--- WORK TO DO ---
Provide an exact reproduction of every entry.

--- INPUT MATERIAL ---
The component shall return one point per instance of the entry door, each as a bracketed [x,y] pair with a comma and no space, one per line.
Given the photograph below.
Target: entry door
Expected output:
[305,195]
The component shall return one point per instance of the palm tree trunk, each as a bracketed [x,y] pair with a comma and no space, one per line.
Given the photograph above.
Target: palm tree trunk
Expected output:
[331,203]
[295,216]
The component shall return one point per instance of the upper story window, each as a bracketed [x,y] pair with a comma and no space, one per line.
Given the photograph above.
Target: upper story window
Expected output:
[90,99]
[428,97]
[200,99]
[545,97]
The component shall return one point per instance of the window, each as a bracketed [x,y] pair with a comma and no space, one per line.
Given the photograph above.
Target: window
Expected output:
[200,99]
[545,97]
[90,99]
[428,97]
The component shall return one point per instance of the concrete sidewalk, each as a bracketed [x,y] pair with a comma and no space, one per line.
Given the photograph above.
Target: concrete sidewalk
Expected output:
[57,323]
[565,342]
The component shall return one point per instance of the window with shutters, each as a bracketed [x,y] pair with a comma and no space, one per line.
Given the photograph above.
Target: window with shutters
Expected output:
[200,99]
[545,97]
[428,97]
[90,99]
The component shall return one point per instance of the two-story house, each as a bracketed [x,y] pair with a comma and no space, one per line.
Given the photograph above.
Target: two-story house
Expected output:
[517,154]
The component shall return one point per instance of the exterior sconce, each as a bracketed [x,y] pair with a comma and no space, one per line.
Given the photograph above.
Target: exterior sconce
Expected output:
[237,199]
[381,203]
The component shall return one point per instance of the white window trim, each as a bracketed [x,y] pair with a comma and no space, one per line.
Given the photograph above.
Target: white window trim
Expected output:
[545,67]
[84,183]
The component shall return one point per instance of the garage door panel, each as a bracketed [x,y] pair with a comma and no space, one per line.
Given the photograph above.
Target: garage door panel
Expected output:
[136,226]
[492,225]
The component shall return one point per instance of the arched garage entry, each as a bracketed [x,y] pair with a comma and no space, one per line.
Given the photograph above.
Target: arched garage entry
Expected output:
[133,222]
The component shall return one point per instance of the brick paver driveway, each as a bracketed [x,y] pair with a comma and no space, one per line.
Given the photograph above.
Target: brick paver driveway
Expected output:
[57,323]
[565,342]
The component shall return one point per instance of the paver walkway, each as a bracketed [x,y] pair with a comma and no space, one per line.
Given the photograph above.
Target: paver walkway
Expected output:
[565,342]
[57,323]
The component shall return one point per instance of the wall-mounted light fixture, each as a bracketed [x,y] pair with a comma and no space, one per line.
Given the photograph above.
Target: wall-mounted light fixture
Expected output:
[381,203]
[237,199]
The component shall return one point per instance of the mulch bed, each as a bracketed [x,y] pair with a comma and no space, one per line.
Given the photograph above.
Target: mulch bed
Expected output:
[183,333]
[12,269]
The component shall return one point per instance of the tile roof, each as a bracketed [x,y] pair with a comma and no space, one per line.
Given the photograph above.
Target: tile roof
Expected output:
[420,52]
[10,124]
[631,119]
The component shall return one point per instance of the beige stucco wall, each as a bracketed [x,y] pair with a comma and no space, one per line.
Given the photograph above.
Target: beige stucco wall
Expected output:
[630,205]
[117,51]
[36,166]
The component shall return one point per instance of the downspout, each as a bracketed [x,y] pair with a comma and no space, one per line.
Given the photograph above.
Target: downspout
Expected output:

--- SOLUTION ---
The component shall return one point per instance of the entry door, each as a bracketed [x,y] pair with a comma and no space, one per line.
Given the photograph below.
Target: entry door
Expected output:
[305,195]
The component shall return one point per instance of the palm tree trunk, each as a bracketed [x,y] pair with a comma and no space, one per line.
Given the photograph above.
Target: palm tree trunk
Expected output:
[331,203]
[295,216]
The component shall return one point per instance of the upper story window, each as a bracketed [x,y] pair with a comma and no space, one per line.
Given the photograph above.
Target: upper story window
Expected output:
[90,99]
[428,97]
[200,99]
[545,97]
The component shall return one point per instance of the window, each as a bracketed [x,y] pair with a comma and no space, one per line.
Given the photograph above.
Target: window
Expected output:
[200,99]
[545,97]
[90,99]
[428,97]
The component shall return one point per instance of the concrete sidewalk, each as a bracketed [x,y] pair with a comma and no space, one per line.
Given the photograph above.
Target: concrete sidewalk
Expected output:
[57,323]
[565,342]
The component shall return one point per instance of the window with shutters, each as a bracketed [x,y] pair with a comma and no space, one per line.
Given the photograph above.
Target: window with shutters
Expected output:
[200,99]
[545,97]
[428,97]
[90,99]
The component shall return one point per instance of the two-story house, each as a bracketed [x,y] pair with a comma and no space, one per line.
Given the photograph above.
Target: two-story house
Expected output:
[517,154]
The component shall return one point per instance of the exterior sconce, each as a bracketed [x,y] pair with a comma and no space, one per line.
Given the photograph above.
Target: exterior sconce
Expected output:
[237,199]
[381,203]
The component shall return one point per instance of the white window trim, each as a bracketed [x,y] pair with a comma and no space, one per line.
Given the photograph above.
Target: white window trim
Expected output:
[545,67]
[84,183]
The component shall return one point per instance of the garage door panel, each as a bracketed [x,y] pair with a comma and no space, one per line.
Given the photograph above.
Target: garage door panel
Expected output:
[136,226]
[492,225]
The component shall return one point per instance of the arched garage entry, each as a bracketed [x,y] pair with a comma and no space, one per line.
Given the photograph above.
Target: arched garage entry
Expected output:
[133,222]
The component shall return one point per instance of the brick paver driveway, each as a bracketed [x,y] pair with a comma and no space, one per line.
Given the photograph above.
Target: brick paver driveway
Expected output:
[57,323]
[565,342]
The component shall return one point per instance of the paver walkway, each as a bracketed [x,y] pair with a comma and no space, one per line.
Given the photograph above.
Target: paver walkway
Expected output:
[565,342]
[57,323]
The component shall return one point per instance of the wall-mounted light fixture, each as a bracketed [x,y] pair with a comma and no space, one per line.
Given the photograph above.
Target: wall-mounted light fixture
Expected output:
[381,203]
[237,199]
The component shall return one point per instance of the mulch bed, each as a bracketed [x,y] pair with a comma and no space, one per line.
Given the photograph above.
Target: mulch bed
Expected output:
[183,333]
[12,269]
The component shall return one point per instance of the tile roof, each as a bracketed [x,y] pair with a comma and no space, one per line.
Given the photograph above.
Target: tile roof
Expected output:
[420,52]
[10,124]
[631,119]
The component shall return one point per instance of the beige stucco wall, each as a bracketed [x,y] pair with a comma and no space, one per line.
Given the photograph above.
Target: beige stucco wall
Expected output:
[630,205]
[117,51]
[36,166]
The component shall return one point per instance of the downspout, each as a bracketed [x,y] pair with a comma and no space, one per line.
Given the photograph above.
Target: downspout
Expected output:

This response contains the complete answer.